_Entries from a pointing dataset_.
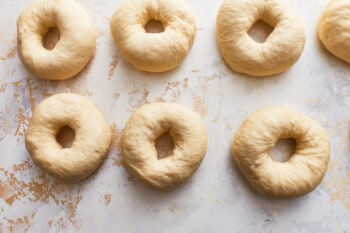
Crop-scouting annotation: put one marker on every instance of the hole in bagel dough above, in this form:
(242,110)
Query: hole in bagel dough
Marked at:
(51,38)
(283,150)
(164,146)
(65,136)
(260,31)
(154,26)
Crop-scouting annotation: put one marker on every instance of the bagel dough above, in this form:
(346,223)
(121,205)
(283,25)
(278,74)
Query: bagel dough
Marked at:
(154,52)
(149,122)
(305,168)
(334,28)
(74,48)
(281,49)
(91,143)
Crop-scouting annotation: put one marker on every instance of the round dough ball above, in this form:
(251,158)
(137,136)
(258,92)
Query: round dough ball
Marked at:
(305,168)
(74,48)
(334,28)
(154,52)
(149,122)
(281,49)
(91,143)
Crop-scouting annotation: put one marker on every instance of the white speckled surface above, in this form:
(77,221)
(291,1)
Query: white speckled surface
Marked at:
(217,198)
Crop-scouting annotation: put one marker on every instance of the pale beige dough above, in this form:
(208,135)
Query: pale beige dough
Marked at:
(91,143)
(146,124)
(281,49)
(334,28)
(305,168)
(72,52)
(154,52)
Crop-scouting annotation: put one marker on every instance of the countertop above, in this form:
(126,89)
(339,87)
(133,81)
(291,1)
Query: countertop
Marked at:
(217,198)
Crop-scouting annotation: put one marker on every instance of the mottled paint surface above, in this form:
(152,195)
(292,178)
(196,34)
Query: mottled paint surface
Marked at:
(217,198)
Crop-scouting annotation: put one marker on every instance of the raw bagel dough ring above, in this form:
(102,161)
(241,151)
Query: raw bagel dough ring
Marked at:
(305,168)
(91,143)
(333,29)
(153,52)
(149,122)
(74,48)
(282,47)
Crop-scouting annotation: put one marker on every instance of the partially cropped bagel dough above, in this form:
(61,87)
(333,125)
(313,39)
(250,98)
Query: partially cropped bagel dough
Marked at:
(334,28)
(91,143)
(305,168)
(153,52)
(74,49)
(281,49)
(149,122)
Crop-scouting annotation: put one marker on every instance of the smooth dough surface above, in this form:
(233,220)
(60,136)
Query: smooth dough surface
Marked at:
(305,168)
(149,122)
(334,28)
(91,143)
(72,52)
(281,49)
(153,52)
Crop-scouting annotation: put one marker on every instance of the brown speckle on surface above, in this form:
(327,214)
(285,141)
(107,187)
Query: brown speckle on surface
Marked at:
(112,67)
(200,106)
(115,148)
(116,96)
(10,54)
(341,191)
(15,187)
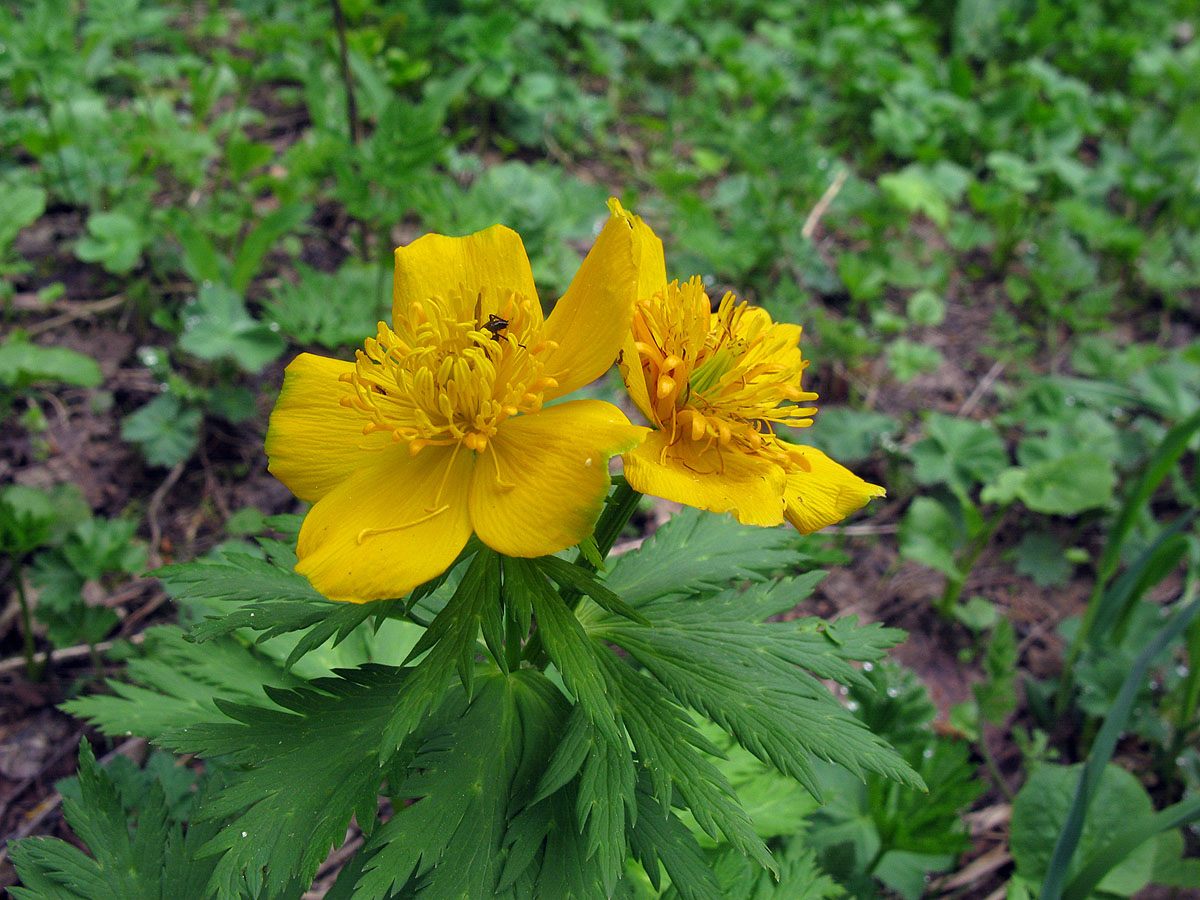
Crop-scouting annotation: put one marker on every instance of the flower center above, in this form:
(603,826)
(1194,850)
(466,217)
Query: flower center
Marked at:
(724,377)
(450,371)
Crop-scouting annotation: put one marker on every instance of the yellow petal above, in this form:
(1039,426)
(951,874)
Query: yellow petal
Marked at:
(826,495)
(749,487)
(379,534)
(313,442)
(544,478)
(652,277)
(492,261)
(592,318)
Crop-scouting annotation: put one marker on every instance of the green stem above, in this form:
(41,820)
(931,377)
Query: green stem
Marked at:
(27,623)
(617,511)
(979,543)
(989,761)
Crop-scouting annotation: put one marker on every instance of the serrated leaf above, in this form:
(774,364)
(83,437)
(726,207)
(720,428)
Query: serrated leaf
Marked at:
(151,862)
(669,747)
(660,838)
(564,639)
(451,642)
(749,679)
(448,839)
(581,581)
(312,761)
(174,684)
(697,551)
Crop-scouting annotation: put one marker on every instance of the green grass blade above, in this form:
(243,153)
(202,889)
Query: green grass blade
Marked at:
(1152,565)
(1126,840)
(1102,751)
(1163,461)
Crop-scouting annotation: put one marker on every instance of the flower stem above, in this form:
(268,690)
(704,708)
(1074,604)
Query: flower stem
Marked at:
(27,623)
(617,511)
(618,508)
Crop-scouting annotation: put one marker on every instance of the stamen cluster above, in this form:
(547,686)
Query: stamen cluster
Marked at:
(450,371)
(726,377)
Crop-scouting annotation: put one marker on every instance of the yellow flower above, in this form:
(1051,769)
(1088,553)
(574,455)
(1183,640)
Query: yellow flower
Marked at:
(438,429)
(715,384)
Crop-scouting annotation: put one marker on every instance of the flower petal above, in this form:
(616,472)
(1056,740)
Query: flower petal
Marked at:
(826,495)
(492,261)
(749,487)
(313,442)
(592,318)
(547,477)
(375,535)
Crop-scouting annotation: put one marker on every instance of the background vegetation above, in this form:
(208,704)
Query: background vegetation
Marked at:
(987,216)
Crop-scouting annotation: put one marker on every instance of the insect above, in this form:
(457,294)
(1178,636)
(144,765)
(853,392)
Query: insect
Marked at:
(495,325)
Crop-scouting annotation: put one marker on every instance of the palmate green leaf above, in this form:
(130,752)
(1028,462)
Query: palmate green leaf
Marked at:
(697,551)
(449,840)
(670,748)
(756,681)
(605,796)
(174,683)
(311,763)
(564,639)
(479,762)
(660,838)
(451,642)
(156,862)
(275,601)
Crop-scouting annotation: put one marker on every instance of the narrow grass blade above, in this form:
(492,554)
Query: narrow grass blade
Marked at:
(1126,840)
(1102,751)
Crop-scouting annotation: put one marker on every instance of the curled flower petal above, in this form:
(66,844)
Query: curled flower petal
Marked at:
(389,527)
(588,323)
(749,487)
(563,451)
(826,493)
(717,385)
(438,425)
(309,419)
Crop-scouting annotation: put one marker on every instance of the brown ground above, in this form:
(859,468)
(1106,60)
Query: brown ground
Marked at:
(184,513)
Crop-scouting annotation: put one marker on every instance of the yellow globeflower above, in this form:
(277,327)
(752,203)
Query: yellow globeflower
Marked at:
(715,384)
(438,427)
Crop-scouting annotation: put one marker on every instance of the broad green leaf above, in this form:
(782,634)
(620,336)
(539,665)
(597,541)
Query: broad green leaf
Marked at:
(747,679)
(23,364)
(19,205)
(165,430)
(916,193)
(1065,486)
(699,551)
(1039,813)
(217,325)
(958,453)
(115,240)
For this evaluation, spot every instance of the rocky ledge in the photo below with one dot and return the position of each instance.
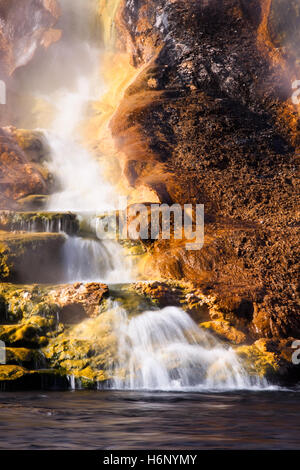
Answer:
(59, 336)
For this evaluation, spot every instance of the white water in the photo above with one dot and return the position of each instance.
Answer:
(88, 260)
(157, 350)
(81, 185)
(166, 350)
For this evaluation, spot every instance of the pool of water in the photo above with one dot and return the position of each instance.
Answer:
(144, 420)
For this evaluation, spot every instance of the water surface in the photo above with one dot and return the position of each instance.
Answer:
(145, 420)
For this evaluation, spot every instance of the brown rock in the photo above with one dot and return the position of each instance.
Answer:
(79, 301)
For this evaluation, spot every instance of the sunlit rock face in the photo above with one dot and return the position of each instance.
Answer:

_Exercise goal_.
Your task is to repeat the data above exactly while excluding the pictures.

_Task result_.
Crop-scouting annotation: put one marker on every instance of the hole in bagel dough above, in this form:
(242,110)
Query: hole in bagel dough
Marked at:
(51,38)
(283,150)
(164,146)
(65,136)
(260,31)
(154,26)
Crop-scouting annotation: put one marker on every instance of the bagel dough above, in this form:
(346,223)
(121,205)
(283,25)
(278,74)
Query: bagel dough
Marked at:
(154,52)
(149,122)
(305,168)
(334,28)
(74,48)
(281,49)
(91,143)
Crop-scouting annotation: put one marker on every instance of the round dough ball above, in this form:
(251,158)
(137,136)
(258,92)
Query: round dough ball
Marked at:
(305,168)
(74,48)
(334,28)
(154,52)
(149,122)
(281,49)
(91,143)
Crop-scouting annotation: put one marker on every instance of the white speckled surface above, in this form:
(77,221)
(291,1)
Query: white speckled surface
Marked at:
(217,198)
Crop-scouting annotation: put one marker on every instance of the pale beige dough above, in this form:
(208,135)
Query: pale beige dough
Marked at:
(91,143)
(146,124)
(281,49)
(334,28)
(305,168)
(72,52)
(154,52)
Crop-scouting annotation: put one marker on every instance of the countertop above, in this form:
(126,89)
(339,87)
(133,81)
(291,1)
Query: countertop
Marked at:
(217,198)
Crop-scouting annotation: put one marker on every instance of the mottled paint surface above, in this form:
(152,195)
(292,178)
(196,34)
Query: mottled paint surface
Marked at:
(217,198)
Crop-scouting annotation: put one marker on every instance of the raw bagel dough ring above, in this form:
(102,161)
(241,151)
Query: raw bagel dough ring
Marked at:
(305,168)
(91,143)
(333,29)
(153,52)
(149,122)
(74,48)
(282,47)
Crop-scouting annotation: put one marker on every instance of the partially cropped bagel dough above, in this form:
(61,87)
(333,125)
(313,39)
(250,98)
Query: partially cropped bagel dough
Marked at:
(334,28)
(91,143)
(305,168)
(153,52)
(74,49)
(281,49)
(149,122)
Crop-scouting annotation: put one marker on every instance of the smooth dough surface above, in this form:
(233,220)
(60,136)
Query: smooth dough surface
Marked at:
(305,168)
(149,122)
(334,28)
(91,143)
(72,52)
(281,49)
(153,52)
Crop-scouting annotation: put one marker on every instance of the brown speckle on surface above, in this form:
(327,214)
(285,141)
(107,187)
Query: brown speckle on surface
Marked at:
(112,67)
(200,106)
(115,148)
(116,96)
(10,54)
(341,191)
(15,187)
Crop-scouting annotation: put one marker on every instance of the flower center above, in this form:
(603,826)
(1194,850)
(466,217)
Query: flower center
Marked at:
(724,377)
(450,371)
Crop-scouting annotation: put one marker on every instance of the yellow petal above, in this form:
(1039,426)
(951,874)
Query: yellow petal
Marked at:
(826,495)
(749,487)
(379,534)
(313,442)
(544,478)
(652,277)
(492,261)
(592,318)
Crop-scouting annotation: put one marker on every instance of the green stem above, in this form:
(41,820)
(931,377)
Query: green stem
Marked at:
(27,623)
(617,511)
(979,543)
(989,761)
Crop-scouting annotation: put one marker on every instance of the serrated leaf above, in this form:
(774,364)
(83,437)
(726,207)
(720,428)
Query: serrated leaf
Marked at:
(151,862)
(669,747)
(660,838)
(564,639)
(451,642)
(749,679)
(448,839)
(581,581)
(312,761)
(174,684)
(697,551)
Crop-scouting annotation: put one marker on every instance of the green grass blade above, in this form:
(243,153)
(202,889)
Query: green grass blade
Marked at:
(1152,565)
(1126,840)
(1102,751)
(1163,461)
Crop-scouting annotation: put one marker on every instance of the flower stem above, in this form:
(268,690)
(704,708)
(1074,604)
Query: flower stem
Marked at:
(27,623)
(617,511)
(618,508)
Crop-scouting annotation: put one marker on every instance of the stamen cluster above, in this form:
(547,686)
Query: stamen cluster
Marked at:
(450,371)
(726,377)
Crop-scouting annotation: put one marker on every instance of the yellow flower above, in this form:
(1051,769)
(1088,553)
(574,455)
(1183,640)
Query: yellow flower
Marked at:
(438,429)
(715,384)
Crop-scouting annotation: put one marker on every instance of the flower petal above, in this form:
(616,472)
(1056,740)
Query: flower petal
Marked at:
(826,495)
(492,261)
(749,487)
(313,442)
(592,318)
(547,477)
(375,535)
Crop-scouting annotation: put one marker on every instance of the background vegetation above, in this form:
(208,704)
Query: background vegetation
Marked at:
(987,216)
Crop-scouting annotation: put one marker on every instance of the insect above, in this form:
(457,294)
(1178,636)
(144,765)
(853,392)
Query: insect
Marked at:
(495,325)
Crop-scouting annotation: put one marker on every instance of the palmate green leaf above, in this form:
(130,752)
(1028,462)
Query: palmate green leaf
Marked at:
(697,551)
(449,840)
(670,748)
(756,681)
(605,796)
(174,683)
(311,763)
(564,639)
(479,762)
(660,838)
(451,642)
(156,862)
(275,601)
Crop-scouting annotation: put one marker on every instance of the narrow grass blade above, in this form:
(492,554)
Query: narrow grass blade
Marked at:
(1126,840)
(1102,751)
Crop-scouting annotation: put one marker on every instance of the curled flower petal above, in this form:
(66,844)
Query: curled flower petal
Marked at:
(389,527)
(588,323)
(749,487)
(563,451)
(826,493)
(717,385)
(438,425)
(309,419)
Crop-scouting annotation: put one marker on every instance of the brown ground above, in this form:
(859,468)
(1106,60)
Query: brown ground
Marked at:
(184,513)
Crop-scouting annotation: put one marker on every instance of the yellow globeflower above, in this form:
(277,327)
(752,203)
Query: yellow globeflower
Marked at:
(715,384)
(438,427)
Crop-scouting annotation: put one marker on every instance of the broad green leaf above, in this form:
(782,634)
(620,336)
(539,665)
(597,541)
Query: broad green leaf
Marked at:
(747,679)
(23,364)
(19,205)
(165,430)
(916,193)
(1065,486)
(699,551)
(1039,813)
(217,325)
(958,453)
(115,240)
For this evaluation, spot every instance of the rocky ledge in the photo below with one dot and return the position of each instance.
Answer:
(59, 336)
For this evaluation, spot every instance of the white water in the photo above with one dot and return the position of each instance.
Answer:
(88, 260)
(157, 350)
(81, 185)
(166, 350)
For this evaluation, spot every instance of the pool of water in the photo above with one dot and return the position of each instance.
Answer:
(144, 420)
For this evaluation, spot every instance of the water surface in the photo above with one dot and return the position of each instance.
Answer:
(145, 420)
For this evaluation, spot every instance of the brown rock in the photo above with one dot and return the position of each instance.
Answer:
(79, 301)
For this evaluation, spot every instance of the sunlit rock face in the photo above with one dot and return the position of each instance.
Answer:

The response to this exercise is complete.